---------- Task material

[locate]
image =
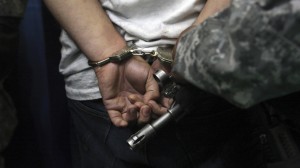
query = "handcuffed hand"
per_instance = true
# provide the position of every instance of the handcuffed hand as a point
(126, 89)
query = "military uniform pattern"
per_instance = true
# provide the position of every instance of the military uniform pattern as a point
(248, 53)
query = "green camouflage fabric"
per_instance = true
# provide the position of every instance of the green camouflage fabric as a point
(14, 8)
(248, 53)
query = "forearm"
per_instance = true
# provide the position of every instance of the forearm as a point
(211, 7)
(88, 25)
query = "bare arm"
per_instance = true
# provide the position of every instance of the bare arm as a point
(88, 25)
(211, 7)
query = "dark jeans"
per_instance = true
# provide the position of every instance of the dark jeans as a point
(217, 136)
(8, 50)
(9, 40)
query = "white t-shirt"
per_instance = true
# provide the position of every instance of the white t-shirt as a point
(146, 23)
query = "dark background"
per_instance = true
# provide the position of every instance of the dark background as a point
(41, 139)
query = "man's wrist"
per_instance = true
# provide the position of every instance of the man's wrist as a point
(117, 57)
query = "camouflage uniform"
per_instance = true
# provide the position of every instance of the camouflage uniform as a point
(248, 53)
(11, 12)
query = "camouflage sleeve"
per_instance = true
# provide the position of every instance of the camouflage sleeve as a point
(248, 53)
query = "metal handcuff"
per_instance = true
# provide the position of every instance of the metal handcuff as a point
(167, 86)
(164, 54)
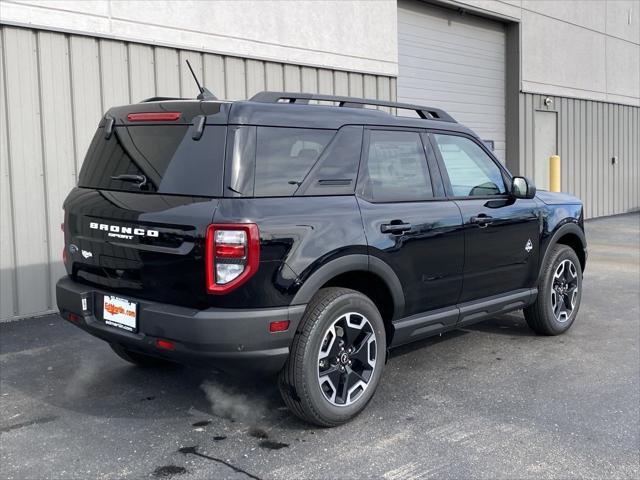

--------------------

Activity: Exact reproduction is required for the lines from the one containing "# provide the position of every instance of the dark background" through the end of the material, and for those lines only, without pictures.

Expected output:
# provide the position of every instance of the dark background as a point
(41, 139)
query = "man's wrist"
per_instance = true
# provide the position of every instance of the man's wrist as a point
(117, 57)
query = "camouflage uniform"
per_instance = true
# provide the position of every instance of the camouflage uniform as a point
(248, 53)
(11, 12)
query = "camouflage sleeve"
per_instance = true
# provide the position of every instance of the camouflage sleeve as a point
(248, 53)
query = "metal handcuff"
per_instance = true
# provide the position of every instance of the metal handcuff as a point
(167, 86)
(164, 54)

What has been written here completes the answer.